**Exercise:**
Exclude the pictures, then repeat the remaining data exactly.

━━ Data excerpts

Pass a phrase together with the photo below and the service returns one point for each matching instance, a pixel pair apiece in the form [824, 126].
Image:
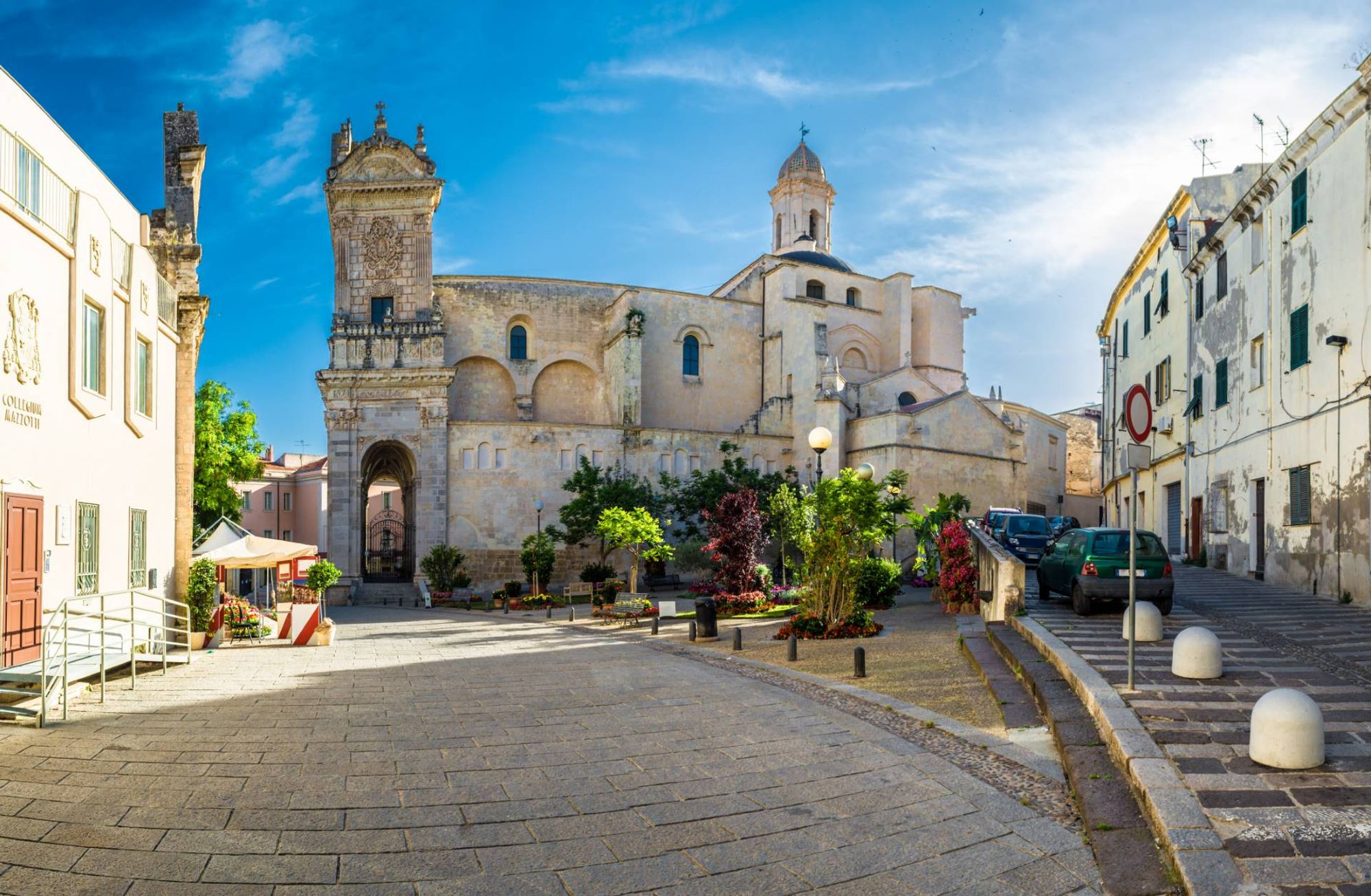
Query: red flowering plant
[737, 533]
[959, 576]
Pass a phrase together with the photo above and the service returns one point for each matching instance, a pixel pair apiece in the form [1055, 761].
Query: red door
[23, 579]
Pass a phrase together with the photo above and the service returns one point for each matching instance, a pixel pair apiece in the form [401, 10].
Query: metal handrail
[158, 633]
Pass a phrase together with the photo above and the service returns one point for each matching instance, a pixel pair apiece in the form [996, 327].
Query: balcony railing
[35, 189]
[167, 302]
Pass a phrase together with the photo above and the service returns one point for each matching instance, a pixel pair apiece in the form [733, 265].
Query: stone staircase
[387, 595]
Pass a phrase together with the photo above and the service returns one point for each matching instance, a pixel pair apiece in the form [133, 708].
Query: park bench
[653, 583]
[578, 590]
[629, 609]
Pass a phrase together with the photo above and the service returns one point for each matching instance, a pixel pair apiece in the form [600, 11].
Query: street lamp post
[538, 540]
[895, 495]
[821, 439]
[1340, 343]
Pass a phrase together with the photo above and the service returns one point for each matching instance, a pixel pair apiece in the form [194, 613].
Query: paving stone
[507, 765]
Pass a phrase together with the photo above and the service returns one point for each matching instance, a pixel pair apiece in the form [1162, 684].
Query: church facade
[479, 395]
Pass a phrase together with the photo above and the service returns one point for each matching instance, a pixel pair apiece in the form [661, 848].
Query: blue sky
[1012, 152]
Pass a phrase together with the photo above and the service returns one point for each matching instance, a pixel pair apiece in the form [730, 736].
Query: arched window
[519, 343]
[690, 356]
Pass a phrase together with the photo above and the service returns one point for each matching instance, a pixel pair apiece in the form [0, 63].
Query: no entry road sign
[1137, 414]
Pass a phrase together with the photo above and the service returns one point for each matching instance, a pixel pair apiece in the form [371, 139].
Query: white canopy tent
[234, 547]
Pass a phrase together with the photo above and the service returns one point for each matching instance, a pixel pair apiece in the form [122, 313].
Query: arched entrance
[387, 496]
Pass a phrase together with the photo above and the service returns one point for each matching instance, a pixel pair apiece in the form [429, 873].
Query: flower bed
[860, 624]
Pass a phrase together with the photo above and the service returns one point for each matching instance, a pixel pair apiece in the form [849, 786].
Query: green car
[1092, 565]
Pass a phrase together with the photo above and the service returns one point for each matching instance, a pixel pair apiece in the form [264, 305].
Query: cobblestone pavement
[430, 754]
[1298, 831]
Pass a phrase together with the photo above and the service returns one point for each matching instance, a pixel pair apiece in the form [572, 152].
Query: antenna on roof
[1203, 145]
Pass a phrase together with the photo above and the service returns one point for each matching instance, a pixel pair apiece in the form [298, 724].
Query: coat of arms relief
[21, 343]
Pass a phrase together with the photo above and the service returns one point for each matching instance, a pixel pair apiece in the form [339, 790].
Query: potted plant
[201, 601]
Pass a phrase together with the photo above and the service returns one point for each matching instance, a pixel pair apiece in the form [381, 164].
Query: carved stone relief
[21, 344]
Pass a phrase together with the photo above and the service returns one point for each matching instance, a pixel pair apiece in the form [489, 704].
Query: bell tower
[803, 202]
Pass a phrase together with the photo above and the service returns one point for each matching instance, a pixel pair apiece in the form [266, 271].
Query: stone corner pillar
[191, 314]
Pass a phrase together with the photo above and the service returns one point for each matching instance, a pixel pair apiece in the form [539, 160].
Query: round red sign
[1137, 414]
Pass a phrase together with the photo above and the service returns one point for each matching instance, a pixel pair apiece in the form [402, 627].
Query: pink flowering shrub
[959, 576]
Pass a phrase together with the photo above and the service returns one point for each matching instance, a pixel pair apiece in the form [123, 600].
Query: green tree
[849, 520]
[598, 489]
[539, 554]
[929, 524]
[638, 532]
[227, 451]
[703, 489]
[789, 522]
[201, 595]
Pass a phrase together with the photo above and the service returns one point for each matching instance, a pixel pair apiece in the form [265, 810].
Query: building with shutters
[1280, 414]
[481, 395]
[1144, 339]
[101, 325]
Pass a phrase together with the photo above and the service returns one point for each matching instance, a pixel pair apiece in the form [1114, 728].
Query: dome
[801, 162]
[823, 259]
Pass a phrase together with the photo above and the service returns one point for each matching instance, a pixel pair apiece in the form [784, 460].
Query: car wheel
[1080, 602]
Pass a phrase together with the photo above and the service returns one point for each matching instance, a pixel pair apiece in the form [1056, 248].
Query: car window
[1117, 544]
[1026, 526]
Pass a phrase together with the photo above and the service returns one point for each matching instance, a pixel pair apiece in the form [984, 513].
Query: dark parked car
[1025, 535]
[1092, 565]
[1063, 524]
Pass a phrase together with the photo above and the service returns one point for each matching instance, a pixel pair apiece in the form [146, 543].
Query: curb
[1173, 810]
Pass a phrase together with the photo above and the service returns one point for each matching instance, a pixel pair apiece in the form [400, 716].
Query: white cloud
[740, 71]
[590, 103]
[257, 52]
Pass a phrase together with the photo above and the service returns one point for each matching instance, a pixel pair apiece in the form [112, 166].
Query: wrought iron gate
[390, 548]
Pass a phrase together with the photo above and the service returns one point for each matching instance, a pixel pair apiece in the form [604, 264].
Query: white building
[94, 370]
[1280, 413]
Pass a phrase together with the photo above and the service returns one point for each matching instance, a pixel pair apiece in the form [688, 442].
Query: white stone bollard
[1150, 621]
[1287, 731]
[1196, 654]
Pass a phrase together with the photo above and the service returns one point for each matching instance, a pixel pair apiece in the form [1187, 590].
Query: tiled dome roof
[801, 162]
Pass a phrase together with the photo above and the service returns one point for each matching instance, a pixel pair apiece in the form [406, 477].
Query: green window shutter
[1300, 200]
[1300, 513]
[1300, 336]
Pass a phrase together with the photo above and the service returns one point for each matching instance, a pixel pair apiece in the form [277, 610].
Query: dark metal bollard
[707, 617]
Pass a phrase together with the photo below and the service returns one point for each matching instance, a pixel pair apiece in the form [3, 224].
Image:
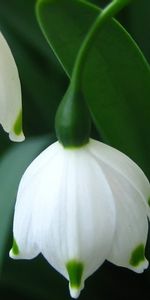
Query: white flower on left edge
[10, 94]
[79, 207]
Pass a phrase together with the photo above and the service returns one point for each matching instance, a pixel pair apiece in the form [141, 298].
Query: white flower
[79, 207]
[10, 93]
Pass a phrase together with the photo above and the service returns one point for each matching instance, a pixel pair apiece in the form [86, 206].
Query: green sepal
[72, 121]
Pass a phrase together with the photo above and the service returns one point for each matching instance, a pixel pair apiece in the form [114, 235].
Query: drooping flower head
[81, 202]
[79, 207]
[10, 94]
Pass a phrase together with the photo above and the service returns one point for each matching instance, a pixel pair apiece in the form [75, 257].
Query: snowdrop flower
[10, 93]
[79, 207]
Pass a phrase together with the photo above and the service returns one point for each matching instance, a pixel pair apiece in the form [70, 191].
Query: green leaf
[12, 167]
[116, 79]
[39, 71]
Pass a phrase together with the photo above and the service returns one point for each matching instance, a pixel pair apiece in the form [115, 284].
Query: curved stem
[113, 8]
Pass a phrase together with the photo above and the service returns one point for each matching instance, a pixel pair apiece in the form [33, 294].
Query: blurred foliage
[43, 85]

━━━━

**Written answer:**
Pass a phrase together with the photo below and the service returns one point for each matching instance, a pixel pair apiece in the form [824, 126].
Image:
Query: red flowering plant
[737, 533]
[959, 576]
Pass a phrase together with the photo above and the service returns one point for each matching instance, a pixel pair apiece in the form [1055, 761].
Query: red door
[23, 579]
Pass a phrase together with the photo above and the service returns one point for each matching instance, a pixel pair apiece in the form [401, 10].
Query: metal handrail
[158, 633]
Pass a phrase together with the photo above and the service returns one point for each matching instance, a pixel pair apiece in the form [996, 327].
Query: balcony railing
[35, 189]
[167, 302]
Pass a phrase together with the photo above and the service returns one point for each matching instance, a pixel pair apiece in the form [733, 265].
Query: stone staircase
[387, 595]
Pass a phrase together with the photo above and the service returns one point for each matching instance, a pixel pair apiece in the form [133, 708].
Query: park bench
[653, 583]
[578, 590]
[629, 609]
Pass a phrase together with the photo above and the service returns one point for each matching instance, a pixel pair apiece in the form [600, 11].
Query: street lamp post
[538, 540]
[895, 495]
[821, 439]
[1340, 343]
Pass a phrase together with the photo above and the service returns one point for each matching instance, a pixel pair apiece in the form [194, 613].
Query: paving stone
[507, 765]
Pass a phrase together with the photo above and the service returns one point for each matching instance, a pixel pair apiece in the form [1162, 684].
Query: church facade
[479, 395]
Pass a phrase together with the photo above and the service returns one point for each matching instance, a pixel pair apiece in the form [661, 848].
Query: blue sky
[1012, 152]
Pass a phrase together with the photo above and the service returns one point for each matching instance, a pixel pair apiece in the form [730, 736].
Query: arched window
[519, 343]
[690, 356]
Pass a phrase together with the photo above and the service returns one point for each matching instance, a pixel pair apiece in the form [0, 63].
Query: no entry road sign
[1137, 414]
Pass a phrase together with the photo above and the service returns one point for each matching instance, a pixel pair apiece in the form [371, 139].
Query: white canopy tent
[234, 547]
Pass a phrase together with the photo above and the service returns one point for each matching instance, a pixel pair apiece in the form [122, 313].
Query: arched entrance
[387, 496]
Pass a phrase together with the photo above and the service returns one point for each matching instance, a pixel pair apiece in the form [429, 873].
Query: flower bed
[860, 624]
Pass a phrase together with the photo above and the service returns one point for each matching instance, a pixel pair apiece in the form [849, 786].
Query: green car
[1092, 565]
Pass a phrase together with the photo above and the service returns one point for each matching instance, a pixel pair apiece in the form [264, 305].
Query: cobblestone pavement
[430, 754]
[1298, 831]
Pass a phrase together with the photo above and the service returns one point for each matching instance, a pixel pair apiece in the form [572, 152].
Query: antenna on roof
[1203, 145]
Pass a phrase together with the photo above and the service returns one point for each matching instance, a pixel pair apiece in the form [298, 724].
Query: coat of arms relief
[21, 343]
Pass a phrase together with the photo above and the service returns one point for each matching instance, a pixel pair apiece in the form [339, 790].
Query: potted plant
[201, 601]
Pass a phrase together with the photo above and the service returns one point for each matching instance, a pixel pair apiece in the form [381, 164].
Query: carved stone relief
[21, 344]
Pass a phrase together with the photo above and the service returns one point for each matching instance, a pixel pair apiece in the form [489, 704].
Query: bell tower
[803, 202]
Pass a phrase together with the photo above and the service returns one point for each matching instance, a pixel pair apiece in the form [266, 271].
Query: stone corner pillar
[191, 314]
Pass a phrase together with the photo above and the service returns one point for each matching instance, a pixel pair apiece in the form [539, 160].
Query: round red sign
[1137, 414]
Pass a phrase together with the photo above and the service returns one point for each matching instance, a pixel pair apiece in the form [402, 627].
Query: pink flowering shrub
[959, 576]
Pass a phrase together with the photo above and the service returns one point for each matching instance, a pixel pair apiece in the form [123, 600].
Query: green tree
[849, 520]
[598, 489]
[539, 554]
[929, 524]
[638, 532]
[227, 451]
[703, 489]
[789, 522]
[201, 595]
Pass a phrase together with the photo above and the service returns one point for each matching instance, a pixel pair apiece in the form [265, 810].
Query: building with shutters
[1280, 414]
[481, 395]
[1144, 339]
[101, 325]
Pass a phrase together with the photo above and the service returns one point for each matching instance, a pixel pair apiece in the form [1114, 728].
Query: dome
[801, 162]
[823, 259]
Pass a phrase together with the photo above and the service returns one point for each matching instance, a pixel pair apiece in the form [784, 460].
Query: car wheel
[1080, 602]
Pass a phrase together with the photo above and the service returns one point for each matching instance, a pixel pair apiece in the form [1056, 248].
Query: car window
[1117, 544]
[1026, 526]
Pass a phrase together with the photo above and the service returns one point for each matching instance, a pixel pair apiece in the form [984, 513].
Query: dark parked car
[1025, 535]
[1092, 565]
[1063, 524]
Pass a phrase together with the photo above and the service returns one point for each matching instance, a pixel pair apiece in the form [146, 543].
Query: curb
[1173, 810]
Pass a phrase together with the photo above and the service returns one point for each matching instance, a pixel pair apiece in the form [400, 716].
Query: white cloud
[740, 71]
[590, 103]
[257, 52]
Pass a phrase together with the photo above and the service returns one point for each matching instance, a pixel pair apiece in the form [112, 166].
Query: wrought iron gate
[390, 548]
Pass a phrase together with the photo above and the service returns one point for each matching instance, a pixel pair apiece in the form [604, 264].
Query: white building
[94, 370]
[1280, 413]
Pass a phrase together with the photo above and the service returns one point for each matching instance, a pixel pair apiece in the form [688, 442].
Query: white stone bollard
[1150, 621]
[1287, 731]
[1196, 654]
Pass a phrase together with the photo above and the service returns one point for each matching instance, a pixel pair apiece in the form [1187, 590].
Query: tiled dome roof
[801, 162]
Pass a phrase together with the photo above and the service returns one point for each matching instance, a pixel pair apiece in the form [406, 477].
Query: green window shutter
[1300, 200]
[1300, 513]
[1300, 336]
Pass a phrase together with the photo above and the service returns one point for each matching instance, a pixel pair apiece in the form [277, 610].
Query: dark metal bollard
[707, 617]
Pass a phrase together with the photo below and the service returns one point for each matching instance, a pixel pair apiece in the form [3, 224].
Image:
Query: white flower on left edge
[10, 94]
[79, 207]
Pass a phrase together with the photo above and the service returns one point for each matching instance, a pixel pair apiece in the form [141, 298].
Query: white flower
[79, 207]
[10, 93]
Pass a phrase together with the photo above and the service returns one point for each matching instance, a pixel pair apiece in the form [86, 206].
Query: green sepal
[72, 121]
Pass a phrase together with the photo above and the service returns one point for each matching instance, a pixel pair apiece in the form [114, 235].
Query: drooping flower head
[81, 202]
[79, 207]
[10, 94]
Pass a phrase together with the photo above and the service returns one point for each matching instance, a pixel pair apiece in the form [75, 257].
Query: snowdrop flower
[10, 93]
[79, 207]
Pass a phrase together with the photo above and the service returns one point for each matching instance, a pixel pair apiece in the form [70, 191].
Query: green leaf
[12, 167]
[116, 79]
[39, 71]
Pass a phrase together with the photo above and the service returns one point for each matching instance, a pixel pair apiece in the form [115, 284].
Query: curved stem
[113, 8]
Pass a phrase together with the photo above and the service returns one point for each matching instance, a pixel pair apiece in the form [33, 294].
Query: blurred foliage
[43, 85]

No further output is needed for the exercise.